Start of Extract provided
There are days that can cause a woman to reflect upon the discomforts of being born into this gender. Today was one for me. I went for a mammogram. I know these are extremely useful tests that can save women from the horrors of breast cancer and even death, but mammograms are not fun. It is not pleasant to have one’s breast smooshed between two glass plates that are then tightened like a vice to hold it in place. I can’t help thinking if men had to undergo similar testing for penile or testicular cancer, they would object so violently that the medical profession would have to find a more comfortable way to scan for cancer. But women generally accept that life is punctuated with pain and discomfort (periods, childbirth, breastfeeding for some, and various symptoms that accompany menopause), and so every now and again, we show up at the doctor’s office to have our breasts squeezed between glass and grit our teeth.
Despite the physical discomfort of the dreaded mammogram, I was able to enjoy a moment of bonding with the radiographer, a woman called Lorena who was as gentle as she could be with the cold, hard equipment she was controlling. She apologized when I winced and laughed with me as I joked about the pain not being as bad as childbirth. (She did reveal that she had four kids, making me feel like a huge whiner, but maybe none of her labors was 36 hours long. Humf!) After I had put my clothes back on, she escorted me back out to the waiting room, explained that my doctor would let me know the results in a week or two, and parted with a kindly “goodbye, my friend.” She certainly had made the experience as pleasant as humanly possible.
As I walked along the corridor leading to the exit reflecting upon the strange circumstances in which we can connect with a total stranger, I passed a little table holding a couple of piles of books and a sign reading, “Give one, take one.” I couldn’t decline an invitation to give something away after my moment of connection with Lorena, the caring radiologist, even if the gift wasn’t to her. I walked to my car, opened the trunk and took out a kid’s novel about magic and mystery I had in a bag there as a potential giveaway. I went back to the table and added it to the pile, and headed home, feeling uplifted that a dreaded and uncomfortable event had transformed magically into an opportunity for a friendly exchange and a gift.
End of Extract provided
Start of Information provided
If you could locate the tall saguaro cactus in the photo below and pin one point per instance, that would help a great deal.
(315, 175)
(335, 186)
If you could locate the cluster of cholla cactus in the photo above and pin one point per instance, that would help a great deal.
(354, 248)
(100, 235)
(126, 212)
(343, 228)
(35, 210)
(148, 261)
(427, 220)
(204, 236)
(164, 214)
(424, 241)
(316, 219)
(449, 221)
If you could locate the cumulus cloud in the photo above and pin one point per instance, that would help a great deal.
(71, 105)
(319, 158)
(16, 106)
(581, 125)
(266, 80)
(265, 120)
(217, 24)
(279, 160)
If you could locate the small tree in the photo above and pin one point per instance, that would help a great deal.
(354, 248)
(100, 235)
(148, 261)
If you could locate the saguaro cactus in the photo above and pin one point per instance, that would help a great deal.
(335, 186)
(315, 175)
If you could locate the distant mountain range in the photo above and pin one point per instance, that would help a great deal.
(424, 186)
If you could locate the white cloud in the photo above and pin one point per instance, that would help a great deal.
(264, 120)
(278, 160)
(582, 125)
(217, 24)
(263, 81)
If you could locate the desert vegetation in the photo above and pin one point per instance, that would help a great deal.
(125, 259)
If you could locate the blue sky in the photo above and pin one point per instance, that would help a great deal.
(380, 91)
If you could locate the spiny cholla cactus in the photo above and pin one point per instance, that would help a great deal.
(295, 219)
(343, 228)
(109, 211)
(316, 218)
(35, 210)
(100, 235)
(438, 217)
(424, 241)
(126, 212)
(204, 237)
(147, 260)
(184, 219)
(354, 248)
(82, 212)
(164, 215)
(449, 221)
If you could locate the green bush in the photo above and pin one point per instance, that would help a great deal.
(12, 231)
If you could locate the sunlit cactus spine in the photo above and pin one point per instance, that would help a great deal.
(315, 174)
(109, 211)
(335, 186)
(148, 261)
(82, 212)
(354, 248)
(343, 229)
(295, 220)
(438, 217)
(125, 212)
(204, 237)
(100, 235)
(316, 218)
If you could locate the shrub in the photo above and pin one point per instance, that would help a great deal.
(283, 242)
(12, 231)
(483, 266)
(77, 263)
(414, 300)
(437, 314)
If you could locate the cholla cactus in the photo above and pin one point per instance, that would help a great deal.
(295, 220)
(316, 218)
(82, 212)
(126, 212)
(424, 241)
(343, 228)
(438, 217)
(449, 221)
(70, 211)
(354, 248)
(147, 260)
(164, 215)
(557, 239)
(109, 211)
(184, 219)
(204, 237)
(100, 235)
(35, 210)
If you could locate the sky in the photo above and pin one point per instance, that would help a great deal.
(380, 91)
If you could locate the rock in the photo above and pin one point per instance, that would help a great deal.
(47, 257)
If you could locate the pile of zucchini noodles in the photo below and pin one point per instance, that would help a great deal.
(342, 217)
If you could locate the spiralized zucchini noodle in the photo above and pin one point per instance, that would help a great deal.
End of Information provided
__Exercise goal__
Quote the mammogram essay from "As I walked" up to and including "and a gift.".

__Answer for the task__
As I walked along the corridor leading to the exit reflecting upon the strange circumstances in which we can connect with a total stranger, I passed a little table holding a couple of piles of books and a sign reading, “Give one, take one.” I couldn’t decline an invitation to give something away after my moment of connection with Lorena, the caring radiologist, even if the gift wasn’t to her. I walked to my car, opened the trunk and took out a kid’s novel about magic and mystery I had in a bag there as a potential giveaway. I went back to the table and added it to the pile, and headed home, feeling uplifted that a dreaded and uncomfortable event had transformed magically into an opportunity for a friendly exchange and a gift.